─── Document extract ───

1957: There is no path to reality. Reality is a pathless land, and you must venture out and discover it for yourself. It is because you are frightened inwardly that you depend on something, on the priest, or on a belief, and so you get caught in the net of an organized religion.
1976: But as truth is a pathless land, you can’t lay down a line, a direction, a path to it and practise it, discipline yourself, learn a technique. It is immovable. There is no technique to truth.
1982: So one has to be totally free from all that because truth has no path to it. It is a pathless land, like a ship that has no rudder. You have to walk out of darkness, out of your own chaos, out of your own confusion, out of the forest of ignorance and come to that by yourself, your own comprehension of perception.
1982: Because if there is any form of conditioning, psychically, inwardly, truth cannot be found. Truth is a pathless land, and it must come to one when there is total freedom from conditioning.
The Story about The Star of Bethlehem:
The New Testament Book Matthew, Chapter 2, verse 1 and 2 describe the visit of the ‘Magi’. After Jesus was born in Bethlehem in Judea, during the time of King Herod, Magi from the east came to Jerusalem and asked, “Where is the one who has been born King of the Jews? We saw his Star in the East and have come to worship him.”
And Matthew 2:9-10 further states, when they heard the king, they (Magi) went on their way, and the Star they had seen in the East went ahead of them until it stopped over the place where the child was. When they saw the Star, they were overjoyed. On coming to the house, they saw the child with his mother Mary, and they bowed down and worshiped him.
The Magi, the three wise men of the East did not traverse on a beaten path to discover the newborn Jesus. As there is no beaten path, the Star of Bethlehem clearly guided them to find the truth or reality of the newborn baby.
Jesus shows the Way to The Father, Truth, and Life:
In the New Testament Book John, Chapter 14, verse 6 describes Jesus as the way to the Father. Jesus answered, “I am the Way and the Truth and the Life. No one comes to the Father except through me.”
“TRUTH IS A PATHLESS LAND”

─── Dataset records ───

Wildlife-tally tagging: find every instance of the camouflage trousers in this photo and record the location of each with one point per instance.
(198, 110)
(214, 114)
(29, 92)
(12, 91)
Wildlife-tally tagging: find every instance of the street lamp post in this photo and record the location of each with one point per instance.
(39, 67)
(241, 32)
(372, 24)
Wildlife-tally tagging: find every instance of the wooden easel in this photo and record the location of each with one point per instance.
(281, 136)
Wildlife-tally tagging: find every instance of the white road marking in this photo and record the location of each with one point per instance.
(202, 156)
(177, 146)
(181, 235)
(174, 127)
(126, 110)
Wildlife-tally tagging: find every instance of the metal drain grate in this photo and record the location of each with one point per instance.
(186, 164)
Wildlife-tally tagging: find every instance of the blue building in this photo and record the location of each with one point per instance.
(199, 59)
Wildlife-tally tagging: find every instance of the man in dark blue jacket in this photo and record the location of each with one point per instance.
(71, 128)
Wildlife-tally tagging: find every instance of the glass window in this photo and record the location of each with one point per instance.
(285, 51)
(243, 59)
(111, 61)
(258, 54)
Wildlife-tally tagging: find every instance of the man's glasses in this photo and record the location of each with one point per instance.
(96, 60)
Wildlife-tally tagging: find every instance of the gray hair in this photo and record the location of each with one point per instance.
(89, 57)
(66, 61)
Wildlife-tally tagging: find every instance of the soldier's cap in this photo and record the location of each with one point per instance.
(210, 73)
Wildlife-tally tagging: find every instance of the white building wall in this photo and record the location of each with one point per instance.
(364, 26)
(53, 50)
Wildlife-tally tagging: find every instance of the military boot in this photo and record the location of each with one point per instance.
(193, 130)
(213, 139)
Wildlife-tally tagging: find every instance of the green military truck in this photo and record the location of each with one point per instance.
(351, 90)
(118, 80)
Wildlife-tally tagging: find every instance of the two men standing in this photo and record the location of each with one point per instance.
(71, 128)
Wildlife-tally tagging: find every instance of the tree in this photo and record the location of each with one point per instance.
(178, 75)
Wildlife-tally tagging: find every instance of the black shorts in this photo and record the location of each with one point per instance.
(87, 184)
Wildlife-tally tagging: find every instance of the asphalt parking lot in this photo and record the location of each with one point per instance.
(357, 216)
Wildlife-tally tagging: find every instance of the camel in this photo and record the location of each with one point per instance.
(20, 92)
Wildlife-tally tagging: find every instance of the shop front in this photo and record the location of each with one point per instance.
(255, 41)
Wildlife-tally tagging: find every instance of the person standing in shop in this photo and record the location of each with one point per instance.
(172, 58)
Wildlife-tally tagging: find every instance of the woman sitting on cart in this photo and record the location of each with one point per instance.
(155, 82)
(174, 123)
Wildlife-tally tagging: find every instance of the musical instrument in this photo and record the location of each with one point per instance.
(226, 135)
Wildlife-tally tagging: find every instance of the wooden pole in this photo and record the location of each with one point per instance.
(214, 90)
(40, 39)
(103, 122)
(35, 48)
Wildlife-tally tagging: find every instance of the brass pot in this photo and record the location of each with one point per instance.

───

- [Exercise instructions] Continue the text on truth as a pathless land from the point where it stops.

- [Answer below]
‘Truth is a pathless land’ was the speech made by Jiddu Krishnamurti in 1929 when he dissolved the Order of the Star. “I maintain that Truth is a pathless land, and you can not approach it by any path whatsoever, by any religion, by any sect. Truth, being limitless, unconditioned, unapproachable by any path whatsoever, cannot be organised; nor should any organisation be formed to lead or coerce people along any particular path.” Krishnamurti believed that the individual must establish his uniqueness, he should discover for himself that absolute, unconditioned Truth.
The Fear of the Beaten Path:
The much traveled or a beaten path is recommended if you are aware of your destination. The beaten path provides the wayfarer a sense of security and comfort.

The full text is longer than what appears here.